> Requirement
Locate the line that contains "of the electrical". Copy it and every following line through the end of the records, exactly, and include nothing else.

[Recorded data]
-*-*-
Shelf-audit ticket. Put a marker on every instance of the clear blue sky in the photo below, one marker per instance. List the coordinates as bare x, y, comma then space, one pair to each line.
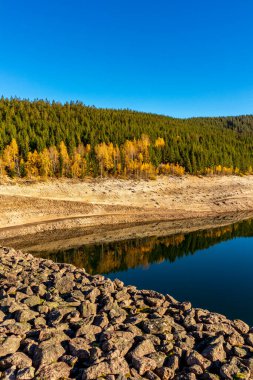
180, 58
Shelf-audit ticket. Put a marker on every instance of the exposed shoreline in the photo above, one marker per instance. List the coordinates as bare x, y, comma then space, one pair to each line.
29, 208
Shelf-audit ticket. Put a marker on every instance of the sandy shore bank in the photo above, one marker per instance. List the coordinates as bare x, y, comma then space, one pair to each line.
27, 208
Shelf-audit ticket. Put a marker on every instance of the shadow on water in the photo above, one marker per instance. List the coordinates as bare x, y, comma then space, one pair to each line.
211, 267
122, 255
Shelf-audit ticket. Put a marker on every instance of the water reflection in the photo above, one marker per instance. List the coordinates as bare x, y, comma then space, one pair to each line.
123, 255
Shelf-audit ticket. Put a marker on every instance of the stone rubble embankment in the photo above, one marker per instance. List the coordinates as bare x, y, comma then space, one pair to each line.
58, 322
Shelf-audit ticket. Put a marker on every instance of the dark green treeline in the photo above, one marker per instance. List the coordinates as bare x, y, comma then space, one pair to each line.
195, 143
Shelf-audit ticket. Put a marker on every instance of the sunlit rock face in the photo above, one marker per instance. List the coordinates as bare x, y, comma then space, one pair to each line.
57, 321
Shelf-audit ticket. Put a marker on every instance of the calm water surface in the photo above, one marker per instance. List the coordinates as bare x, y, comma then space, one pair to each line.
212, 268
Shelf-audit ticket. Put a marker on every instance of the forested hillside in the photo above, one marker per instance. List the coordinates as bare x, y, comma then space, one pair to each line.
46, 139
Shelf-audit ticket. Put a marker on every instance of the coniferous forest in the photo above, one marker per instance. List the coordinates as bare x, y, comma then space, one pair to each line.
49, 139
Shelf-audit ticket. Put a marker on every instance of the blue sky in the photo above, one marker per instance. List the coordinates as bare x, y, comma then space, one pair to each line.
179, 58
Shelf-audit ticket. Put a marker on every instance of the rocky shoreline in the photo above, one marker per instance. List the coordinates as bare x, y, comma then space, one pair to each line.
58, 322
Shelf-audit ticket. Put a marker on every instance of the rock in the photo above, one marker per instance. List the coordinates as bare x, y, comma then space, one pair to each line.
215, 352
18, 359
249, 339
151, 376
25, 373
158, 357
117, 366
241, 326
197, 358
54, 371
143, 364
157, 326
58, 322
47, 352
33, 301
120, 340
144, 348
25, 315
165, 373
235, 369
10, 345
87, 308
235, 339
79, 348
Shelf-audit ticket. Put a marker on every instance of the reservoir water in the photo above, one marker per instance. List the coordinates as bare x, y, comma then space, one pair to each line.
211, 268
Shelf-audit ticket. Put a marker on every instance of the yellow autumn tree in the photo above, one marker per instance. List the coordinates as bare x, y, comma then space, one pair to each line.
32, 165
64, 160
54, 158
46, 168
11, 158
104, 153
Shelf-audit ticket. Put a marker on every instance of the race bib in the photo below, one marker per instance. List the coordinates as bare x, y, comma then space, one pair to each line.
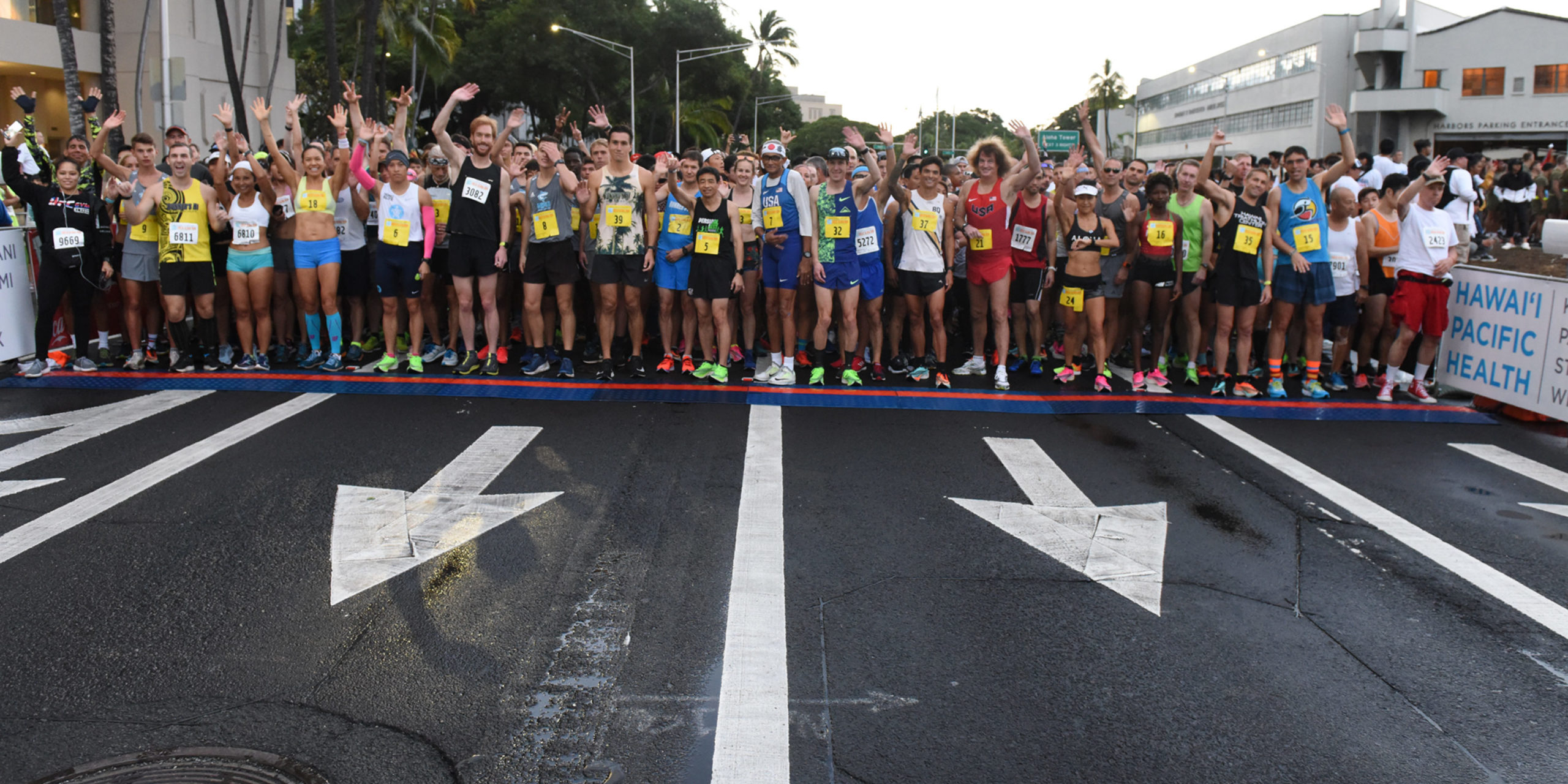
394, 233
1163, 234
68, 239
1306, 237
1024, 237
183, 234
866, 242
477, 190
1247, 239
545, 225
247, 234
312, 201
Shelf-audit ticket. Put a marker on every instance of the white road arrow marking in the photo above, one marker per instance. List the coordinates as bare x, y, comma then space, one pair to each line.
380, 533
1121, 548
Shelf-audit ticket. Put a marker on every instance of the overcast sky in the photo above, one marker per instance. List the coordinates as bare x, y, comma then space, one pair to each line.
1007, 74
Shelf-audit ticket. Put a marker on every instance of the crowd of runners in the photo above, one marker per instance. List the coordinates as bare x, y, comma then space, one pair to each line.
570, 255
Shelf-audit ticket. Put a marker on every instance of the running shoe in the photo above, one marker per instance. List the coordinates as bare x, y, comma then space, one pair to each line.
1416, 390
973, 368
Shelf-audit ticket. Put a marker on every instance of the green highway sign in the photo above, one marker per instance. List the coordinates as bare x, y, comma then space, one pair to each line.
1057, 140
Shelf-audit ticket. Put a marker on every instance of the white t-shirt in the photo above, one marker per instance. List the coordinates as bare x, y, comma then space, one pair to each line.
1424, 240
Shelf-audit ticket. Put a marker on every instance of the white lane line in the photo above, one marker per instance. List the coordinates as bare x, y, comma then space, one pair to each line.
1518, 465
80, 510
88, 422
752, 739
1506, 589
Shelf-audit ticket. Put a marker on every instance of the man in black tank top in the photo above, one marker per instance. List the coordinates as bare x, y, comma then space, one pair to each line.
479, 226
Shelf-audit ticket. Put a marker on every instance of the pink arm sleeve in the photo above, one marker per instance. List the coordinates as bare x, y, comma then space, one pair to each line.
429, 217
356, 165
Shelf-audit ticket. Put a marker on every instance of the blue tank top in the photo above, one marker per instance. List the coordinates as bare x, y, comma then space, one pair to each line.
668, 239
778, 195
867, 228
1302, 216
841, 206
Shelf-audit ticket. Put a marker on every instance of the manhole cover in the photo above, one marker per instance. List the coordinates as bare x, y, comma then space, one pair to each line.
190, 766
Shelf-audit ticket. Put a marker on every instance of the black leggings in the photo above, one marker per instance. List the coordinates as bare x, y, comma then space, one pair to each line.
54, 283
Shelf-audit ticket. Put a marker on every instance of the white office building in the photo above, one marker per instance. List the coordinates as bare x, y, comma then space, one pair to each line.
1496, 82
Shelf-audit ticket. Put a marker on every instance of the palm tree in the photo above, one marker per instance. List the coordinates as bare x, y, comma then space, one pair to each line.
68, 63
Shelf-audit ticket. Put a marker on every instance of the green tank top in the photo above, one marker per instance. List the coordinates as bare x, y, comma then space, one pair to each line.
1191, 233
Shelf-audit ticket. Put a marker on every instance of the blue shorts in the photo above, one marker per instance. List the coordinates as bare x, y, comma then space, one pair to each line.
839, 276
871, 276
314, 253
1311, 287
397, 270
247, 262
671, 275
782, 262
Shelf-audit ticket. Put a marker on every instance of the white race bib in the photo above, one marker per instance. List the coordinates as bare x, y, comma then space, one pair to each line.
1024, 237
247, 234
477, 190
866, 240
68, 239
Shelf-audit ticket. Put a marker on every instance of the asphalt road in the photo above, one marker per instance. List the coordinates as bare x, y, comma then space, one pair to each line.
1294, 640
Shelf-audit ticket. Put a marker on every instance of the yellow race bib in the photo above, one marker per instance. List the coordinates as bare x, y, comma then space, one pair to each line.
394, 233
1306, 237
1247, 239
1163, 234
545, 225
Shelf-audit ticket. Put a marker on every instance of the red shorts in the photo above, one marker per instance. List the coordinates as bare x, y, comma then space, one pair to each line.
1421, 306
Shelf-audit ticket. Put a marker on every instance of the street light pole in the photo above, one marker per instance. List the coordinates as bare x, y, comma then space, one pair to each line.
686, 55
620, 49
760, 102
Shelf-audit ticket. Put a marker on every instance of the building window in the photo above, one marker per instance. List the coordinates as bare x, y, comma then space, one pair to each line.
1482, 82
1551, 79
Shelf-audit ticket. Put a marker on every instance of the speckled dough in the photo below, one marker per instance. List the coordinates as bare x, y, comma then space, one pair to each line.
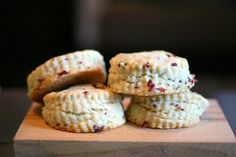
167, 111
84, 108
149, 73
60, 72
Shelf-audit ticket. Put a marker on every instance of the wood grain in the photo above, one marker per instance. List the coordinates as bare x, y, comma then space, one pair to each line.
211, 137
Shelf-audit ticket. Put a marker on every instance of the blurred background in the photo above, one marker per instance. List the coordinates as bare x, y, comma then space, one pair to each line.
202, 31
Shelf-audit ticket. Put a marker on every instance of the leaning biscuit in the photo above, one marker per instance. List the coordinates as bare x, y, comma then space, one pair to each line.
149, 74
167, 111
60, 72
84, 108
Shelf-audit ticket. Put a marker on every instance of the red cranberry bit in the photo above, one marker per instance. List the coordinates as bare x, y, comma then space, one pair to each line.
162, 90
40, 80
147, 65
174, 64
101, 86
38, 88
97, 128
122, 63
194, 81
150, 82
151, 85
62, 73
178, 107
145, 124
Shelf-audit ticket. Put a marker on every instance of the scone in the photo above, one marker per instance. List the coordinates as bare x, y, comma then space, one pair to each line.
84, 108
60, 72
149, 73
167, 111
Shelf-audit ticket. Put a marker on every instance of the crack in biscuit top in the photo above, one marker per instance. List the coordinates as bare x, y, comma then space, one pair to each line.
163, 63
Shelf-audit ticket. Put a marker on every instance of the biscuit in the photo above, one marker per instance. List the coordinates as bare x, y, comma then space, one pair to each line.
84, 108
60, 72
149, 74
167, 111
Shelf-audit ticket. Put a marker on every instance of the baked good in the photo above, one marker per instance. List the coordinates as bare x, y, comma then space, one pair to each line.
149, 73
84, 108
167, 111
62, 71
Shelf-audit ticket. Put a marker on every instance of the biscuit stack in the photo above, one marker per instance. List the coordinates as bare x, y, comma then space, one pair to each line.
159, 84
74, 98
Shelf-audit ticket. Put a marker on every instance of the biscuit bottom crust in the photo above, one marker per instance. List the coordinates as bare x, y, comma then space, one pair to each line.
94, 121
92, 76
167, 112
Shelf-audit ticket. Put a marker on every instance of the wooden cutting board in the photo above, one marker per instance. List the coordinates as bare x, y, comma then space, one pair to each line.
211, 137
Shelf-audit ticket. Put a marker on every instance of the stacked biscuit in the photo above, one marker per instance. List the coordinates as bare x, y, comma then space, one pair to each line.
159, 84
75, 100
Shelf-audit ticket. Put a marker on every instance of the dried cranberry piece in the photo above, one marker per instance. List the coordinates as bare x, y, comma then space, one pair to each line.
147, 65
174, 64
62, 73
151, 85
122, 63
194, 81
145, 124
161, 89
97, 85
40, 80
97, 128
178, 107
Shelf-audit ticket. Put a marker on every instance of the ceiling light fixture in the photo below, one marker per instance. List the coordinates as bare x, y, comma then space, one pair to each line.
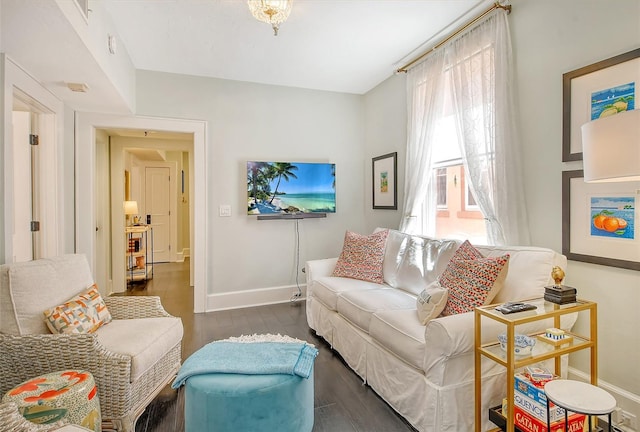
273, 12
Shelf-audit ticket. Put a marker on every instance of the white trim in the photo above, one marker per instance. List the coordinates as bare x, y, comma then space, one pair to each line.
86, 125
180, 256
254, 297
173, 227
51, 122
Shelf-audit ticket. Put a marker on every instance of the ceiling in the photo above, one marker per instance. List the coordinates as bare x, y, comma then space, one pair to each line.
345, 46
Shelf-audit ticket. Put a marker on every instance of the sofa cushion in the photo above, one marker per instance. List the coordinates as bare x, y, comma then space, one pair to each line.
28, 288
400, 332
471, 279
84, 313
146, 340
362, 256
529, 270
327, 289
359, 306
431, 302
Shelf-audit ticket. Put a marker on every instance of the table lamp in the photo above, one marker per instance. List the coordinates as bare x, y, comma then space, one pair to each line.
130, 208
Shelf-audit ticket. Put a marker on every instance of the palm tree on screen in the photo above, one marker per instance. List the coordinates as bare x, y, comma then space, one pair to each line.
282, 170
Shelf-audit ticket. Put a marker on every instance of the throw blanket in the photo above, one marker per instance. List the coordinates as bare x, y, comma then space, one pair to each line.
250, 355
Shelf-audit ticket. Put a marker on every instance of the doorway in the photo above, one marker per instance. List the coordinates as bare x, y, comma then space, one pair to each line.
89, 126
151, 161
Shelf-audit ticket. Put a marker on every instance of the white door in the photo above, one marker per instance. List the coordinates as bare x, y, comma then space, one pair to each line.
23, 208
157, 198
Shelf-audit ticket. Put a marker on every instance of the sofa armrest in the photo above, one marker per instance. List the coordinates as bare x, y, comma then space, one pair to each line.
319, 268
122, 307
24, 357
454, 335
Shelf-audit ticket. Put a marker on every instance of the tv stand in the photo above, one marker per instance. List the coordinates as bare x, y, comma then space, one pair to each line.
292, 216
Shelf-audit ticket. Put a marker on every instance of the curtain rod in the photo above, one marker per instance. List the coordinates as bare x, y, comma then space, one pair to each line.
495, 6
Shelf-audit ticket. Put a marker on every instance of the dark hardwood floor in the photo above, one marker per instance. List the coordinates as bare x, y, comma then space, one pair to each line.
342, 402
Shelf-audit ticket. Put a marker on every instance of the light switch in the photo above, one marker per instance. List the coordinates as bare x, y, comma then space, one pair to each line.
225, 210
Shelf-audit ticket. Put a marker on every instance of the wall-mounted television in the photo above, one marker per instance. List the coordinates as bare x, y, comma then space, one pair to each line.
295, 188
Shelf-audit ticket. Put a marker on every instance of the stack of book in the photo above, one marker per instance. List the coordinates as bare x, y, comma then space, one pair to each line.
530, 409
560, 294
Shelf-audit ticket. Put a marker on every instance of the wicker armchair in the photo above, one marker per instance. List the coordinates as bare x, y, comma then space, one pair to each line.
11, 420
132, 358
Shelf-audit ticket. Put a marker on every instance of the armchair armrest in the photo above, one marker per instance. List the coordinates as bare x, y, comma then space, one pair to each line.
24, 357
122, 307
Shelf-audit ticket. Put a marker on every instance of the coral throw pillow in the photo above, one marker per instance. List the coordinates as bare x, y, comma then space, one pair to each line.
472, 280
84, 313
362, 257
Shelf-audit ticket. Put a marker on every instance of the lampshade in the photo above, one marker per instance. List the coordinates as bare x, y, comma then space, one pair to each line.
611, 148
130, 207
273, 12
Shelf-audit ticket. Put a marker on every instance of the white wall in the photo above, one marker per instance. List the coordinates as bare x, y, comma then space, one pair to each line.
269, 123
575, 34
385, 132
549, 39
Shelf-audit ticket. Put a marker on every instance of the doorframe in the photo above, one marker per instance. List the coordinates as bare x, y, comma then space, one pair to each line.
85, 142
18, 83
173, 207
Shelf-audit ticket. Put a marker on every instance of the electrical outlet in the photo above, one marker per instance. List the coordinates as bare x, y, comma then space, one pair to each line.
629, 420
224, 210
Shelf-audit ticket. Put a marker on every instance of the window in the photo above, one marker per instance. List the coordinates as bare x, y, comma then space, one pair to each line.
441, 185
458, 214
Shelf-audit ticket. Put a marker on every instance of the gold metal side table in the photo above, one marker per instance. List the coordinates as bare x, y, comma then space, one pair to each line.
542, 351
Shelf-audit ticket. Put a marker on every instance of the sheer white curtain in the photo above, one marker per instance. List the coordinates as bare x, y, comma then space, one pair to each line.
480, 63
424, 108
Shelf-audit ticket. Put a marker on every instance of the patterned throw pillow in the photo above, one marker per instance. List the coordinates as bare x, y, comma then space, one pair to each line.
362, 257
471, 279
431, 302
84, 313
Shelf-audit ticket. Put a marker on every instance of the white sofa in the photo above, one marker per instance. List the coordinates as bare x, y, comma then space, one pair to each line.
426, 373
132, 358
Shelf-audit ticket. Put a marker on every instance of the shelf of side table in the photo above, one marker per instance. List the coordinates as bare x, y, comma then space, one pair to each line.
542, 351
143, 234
-*-*-
> Solution for this exercise
Shelf-audit ticket. Put a marker on every instance of the electrical outlet in the photo above, one marker per instance. List the coordinates as bare x, y, comma then space, one pair to each line.
629, 420
224, 210
Shelf-audit ticket. Put a marker on every instance of the window in the photo above, one marker per instance. List the coordinates as bare x, y, comma then space, one pair to each line.
441, 185
458, 214
Shelf-audit ticket. Put a marker on every instance of the gold metal side table in the photo above, one marker per instance. List the coordinates as bare x, y, comma then space, one pair to each line.
542, 351
Shelf-audit ticket. Put a marker on every instance of the sheer white curtain in the photo above, one marker per instance. List the coordinates as bare x, y, comma then space, one pair to each line.
480, 63
424, 108
Shelf-audit ticket. Put a marker on every instance of the patterned throw pillow in the photo above, one marker per instance. List the coordinates as bare x, y, comma then space, one pair to each line.
362, 257
471, 279
431, 302
84, 313
Shelf-audit ticket. Put a marker on every instance of the white sofa in the photo above, one marker per instance. List the coordinates as bare x, y, comma then space, one pair to each line.
426, 373
132, 358
Shelf-audit ticket. Put a marker on every instance of the shelf of side table in the photo above, one marker per instance. List the coordinates as bare x, y, comma then space, one pair to each line.
542, 351
143, 234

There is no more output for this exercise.